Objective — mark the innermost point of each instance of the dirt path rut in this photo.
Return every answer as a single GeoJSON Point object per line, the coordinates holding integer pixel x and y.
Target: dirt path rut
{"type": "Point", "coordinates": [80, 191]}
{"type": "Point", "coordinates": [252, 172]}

---

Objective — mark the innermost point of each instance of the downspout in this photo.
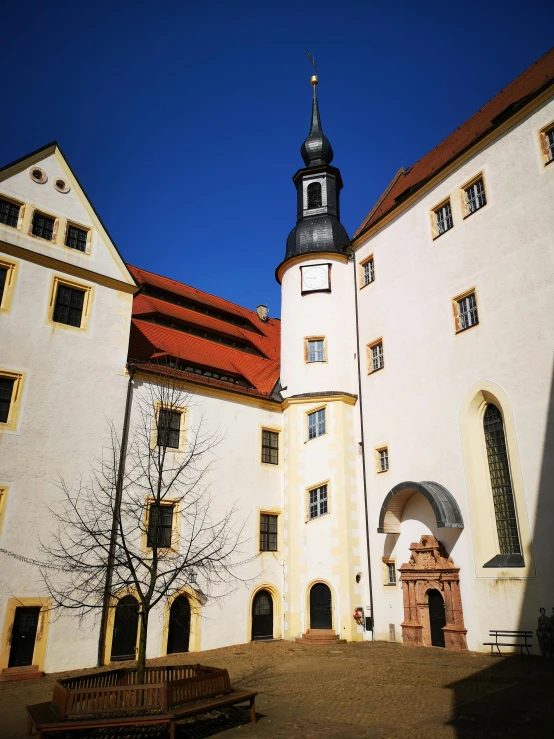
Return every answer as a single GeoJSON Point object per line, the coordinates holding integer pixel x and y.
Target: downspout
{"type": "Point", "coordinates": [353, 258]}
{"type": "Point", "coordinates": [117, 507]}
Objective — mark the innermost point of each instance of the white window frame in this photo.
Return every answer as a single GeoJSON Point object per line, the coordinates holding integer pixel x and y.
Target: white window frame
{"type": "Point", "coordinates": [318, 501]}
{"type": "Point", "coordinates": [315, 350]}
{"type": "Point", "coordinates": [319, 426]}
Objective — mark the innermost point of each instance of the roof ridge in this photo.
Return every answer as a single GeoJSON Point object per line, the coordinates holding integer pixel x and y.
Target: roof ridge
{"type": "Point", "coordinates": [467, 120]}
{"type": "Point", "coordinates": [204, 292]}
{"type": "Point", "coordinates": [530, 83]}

→ STATED GOAL: Please pull out every line of the items above that contains the string "ridge", matching case exactly.

→ FINAL RESULT:
Objective — mark the innermost point of each instance of the roof ridge in this photo.
Target: roof ridge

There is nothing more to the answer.